- [Consignes]
1) D'après la note de lecture, dans quelle ville habite Pierre Dhainaut ?
2) Dans les enregistrements, substituez « blue cleat » à « red cleat » et recopiez-les sans rien changer d'autre.

- [Texte]
[note de lecture] Pierre Dhainaut, "L’autre nom du vent", par Isabelle Lévesque

Par Florence Trocmé

 
Où l’entendre – où l’épeler ?  
 
Le mystère, s’il se prononce, garde-t-il intact le vent ? Autre nom, imprononçable, s’il tremble. Le titre du nouveau livre de Pierre Dhainaut, L’autre nom du vent, cherche une assise comme les trois photographies de Manuela Böhme interrogent un lieu, espace ouvert sans fin : fenêtre ou mur qui dévoilent autant qu’ils cachent ce que l’on ne peut saisir. La réponse dans un geste qui ne cesse. Souffle : l’inspiration emplit d’air les poumons ; ils se vident dans l’expiration. Cet air qui nous traverse donne voix en faisant vibrer les cordes vocales, délivrant parfois un poème. La voix et le vent, parfois si violent sur les côtes géographiques du Nord ou d’ailleurs, se mêlent. 
Ainsi, la poésie traverse le poète : 
 
« Jamais un poème n’a su d’où vient la force qui l’ébranle. » 
 
À Dunkerque, qui porte dans son nom les dunes que le vent déplace, on trouve un Parc du Vent, un restaurant Vent d’Ange, une boutique Vent Des Thés… Dunkerque où habite Pierre Dhainaut est ville du vent. Par lui la poésie trouve en qui s’incarner. Le poète accueille et transmet le sens du vent.

- [Données de l'exercice]
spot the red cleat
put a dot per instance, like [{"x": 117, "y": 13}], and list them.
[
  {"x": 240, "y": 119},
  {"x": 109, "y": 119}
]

- [Réponses par consigne]
1) À Dunkerque.

2)
spot the blue cleat
put a dot per instance, like [{"x": 117, "y": 13}], and list them.
[
  {"x": 240, "y": 119},
  {"x": 109, "y": 119}
]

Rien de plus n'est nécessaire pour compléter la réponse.